A block of data
+++

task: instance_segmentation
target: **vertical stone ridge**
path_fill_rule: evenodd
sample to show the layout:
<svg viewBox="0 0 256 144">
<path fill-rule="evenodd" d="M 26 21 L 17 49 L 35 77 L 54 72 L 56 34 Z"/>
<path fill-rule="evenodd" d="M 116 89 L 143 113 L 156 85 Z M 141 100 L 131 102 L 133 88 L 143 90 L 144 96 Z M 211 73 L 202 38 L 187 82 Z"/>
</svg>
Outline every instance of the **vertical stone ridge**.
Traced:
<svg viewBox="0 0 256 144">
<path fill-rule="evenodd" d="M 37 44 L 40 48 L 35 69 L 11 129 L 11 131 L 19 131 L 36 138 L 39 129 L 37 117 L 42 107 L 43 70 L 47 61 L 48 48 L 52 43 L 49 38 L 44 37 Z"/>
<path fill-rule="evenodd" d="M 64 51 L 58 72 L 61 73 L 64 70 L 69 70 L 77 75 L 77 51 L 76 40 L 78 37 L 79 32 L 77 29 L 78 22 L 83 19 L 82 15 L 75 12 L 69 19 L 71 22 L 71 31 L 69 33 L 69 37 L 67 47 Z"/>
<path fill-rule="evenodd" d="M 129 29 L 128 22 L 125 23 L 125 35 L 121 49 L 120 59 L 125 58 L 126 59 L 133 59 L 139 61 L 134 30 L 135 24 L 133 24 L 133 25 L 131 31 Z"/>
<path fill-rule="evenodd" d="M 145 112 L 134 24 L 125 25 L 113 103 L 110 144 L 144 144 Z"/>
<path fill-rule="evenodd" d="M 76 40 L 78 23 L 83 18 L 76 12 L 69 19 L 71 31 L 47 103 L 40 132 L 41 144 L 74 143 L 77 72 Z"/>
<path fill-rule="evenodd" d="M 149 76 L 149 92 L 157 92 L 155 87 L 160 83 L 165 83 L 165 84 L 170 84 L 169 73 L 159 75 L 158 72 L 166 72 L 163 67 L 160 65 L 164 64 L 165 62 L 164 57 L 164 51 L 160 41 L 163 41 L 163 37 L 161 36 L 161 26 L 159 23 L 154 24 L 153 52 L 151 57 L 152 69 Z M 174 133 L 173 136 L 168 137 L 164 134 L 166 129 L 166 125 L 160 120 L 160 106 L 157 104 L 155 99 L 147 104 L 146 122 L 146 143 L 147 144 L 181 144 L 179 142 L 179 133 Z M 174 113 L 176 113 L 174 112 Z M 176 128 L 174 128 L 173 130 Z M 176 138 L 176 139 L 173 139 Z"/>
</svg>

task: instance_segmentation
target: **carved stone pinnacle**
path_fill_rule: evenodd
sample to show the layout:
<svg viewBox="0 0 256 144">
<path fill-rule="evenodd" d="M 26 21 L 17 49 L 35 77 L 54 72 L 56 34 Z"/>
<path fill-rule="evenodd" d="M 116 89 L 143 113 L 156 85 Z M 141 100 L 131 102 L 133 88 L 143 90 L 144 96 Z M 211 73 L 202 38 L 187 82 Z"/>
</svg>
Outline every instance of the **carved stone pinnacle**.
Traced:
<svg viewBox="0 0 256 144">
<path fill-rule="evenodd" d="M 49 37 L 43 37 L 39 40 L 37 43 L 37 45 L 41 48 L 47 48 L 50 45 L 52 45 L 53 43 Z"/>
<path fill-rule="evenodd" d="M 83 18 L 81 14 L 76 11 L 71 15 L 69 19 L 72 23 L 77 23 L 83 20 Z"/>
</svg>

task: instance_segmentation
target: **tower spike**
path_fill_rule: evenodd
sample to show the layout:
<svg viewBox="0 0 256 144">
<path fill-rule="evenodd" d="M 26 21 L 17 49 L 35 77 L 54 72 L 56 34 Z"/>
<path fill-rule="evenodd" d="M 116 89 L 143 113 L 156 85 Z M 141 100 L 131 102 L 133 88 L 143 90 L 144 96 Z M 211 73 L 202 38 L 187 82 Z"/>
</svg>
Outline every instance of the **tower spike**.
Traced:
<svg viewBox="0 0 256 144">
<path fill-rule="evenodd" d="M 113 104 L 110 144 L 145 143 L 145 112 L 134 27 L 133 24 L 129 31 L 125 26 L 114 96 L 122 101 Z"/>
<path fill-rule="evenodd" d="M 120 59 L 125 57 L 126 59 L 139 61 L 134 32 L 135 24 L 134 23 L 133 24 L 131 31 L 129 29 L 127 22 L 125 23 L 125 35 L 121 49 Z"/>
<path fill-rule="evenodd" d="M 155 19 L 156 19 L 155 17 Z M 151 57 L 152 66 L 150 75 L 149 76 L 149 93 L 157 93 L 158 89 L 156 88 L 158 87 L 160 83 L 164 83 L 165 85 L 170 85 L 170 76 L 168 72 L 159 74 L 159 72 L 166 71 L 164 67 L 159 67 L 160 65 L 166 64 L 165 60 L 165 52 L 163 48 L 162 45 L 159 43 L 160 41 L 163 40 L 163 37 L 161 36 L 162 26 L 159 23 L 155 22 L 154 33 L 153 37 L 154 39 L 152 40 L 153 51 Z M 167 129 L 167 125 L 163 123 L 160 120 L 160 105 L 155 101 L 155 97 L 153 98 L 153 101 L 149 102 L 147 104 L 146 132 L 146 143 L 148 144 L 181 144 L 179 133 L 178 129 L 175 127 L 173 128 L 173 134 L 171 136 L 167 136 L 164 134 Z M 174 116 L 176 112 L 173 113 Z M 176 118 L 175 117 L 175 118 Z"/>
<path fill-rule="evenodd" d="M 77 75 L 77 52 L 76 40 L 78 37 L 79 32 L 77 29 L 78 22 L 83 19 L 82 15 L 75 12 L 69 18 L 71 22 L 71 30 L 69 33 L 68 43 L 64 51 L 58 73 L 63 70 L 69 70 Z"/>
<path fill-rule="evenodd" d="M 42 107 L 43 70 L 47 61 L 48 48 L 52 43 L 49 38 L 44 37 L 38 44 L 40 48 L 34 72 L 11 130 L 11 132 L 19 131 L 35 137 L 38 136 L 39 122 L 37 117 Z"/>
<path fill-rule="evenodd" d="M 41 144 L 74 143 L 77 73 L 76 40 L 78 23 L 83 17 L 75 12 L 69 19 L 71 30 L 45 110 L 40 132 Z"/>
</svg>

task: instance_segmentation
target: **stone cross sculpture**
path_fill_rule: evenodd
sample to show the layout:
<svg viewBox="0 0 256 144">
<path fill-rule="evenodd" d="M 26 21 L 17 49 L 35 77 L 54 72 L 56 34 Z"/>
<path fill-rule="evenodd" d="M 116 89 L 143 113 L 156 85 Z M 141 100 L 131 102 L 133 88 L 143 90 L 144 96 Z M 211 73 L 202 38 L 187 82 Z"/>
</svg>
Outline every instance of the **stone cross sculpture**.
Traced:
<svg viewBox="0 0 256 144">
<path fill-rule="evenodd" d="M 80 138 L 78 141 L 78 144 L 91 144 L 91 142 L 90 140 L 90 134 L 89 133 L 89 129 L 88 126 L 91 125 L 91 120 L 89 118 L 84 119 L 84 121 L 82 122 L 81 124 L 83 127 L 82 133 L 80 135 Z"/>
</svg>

+++

Tally the lines in the data above that contain the string "ridge", and reply with only that number.

• [Output for this exercise]:
2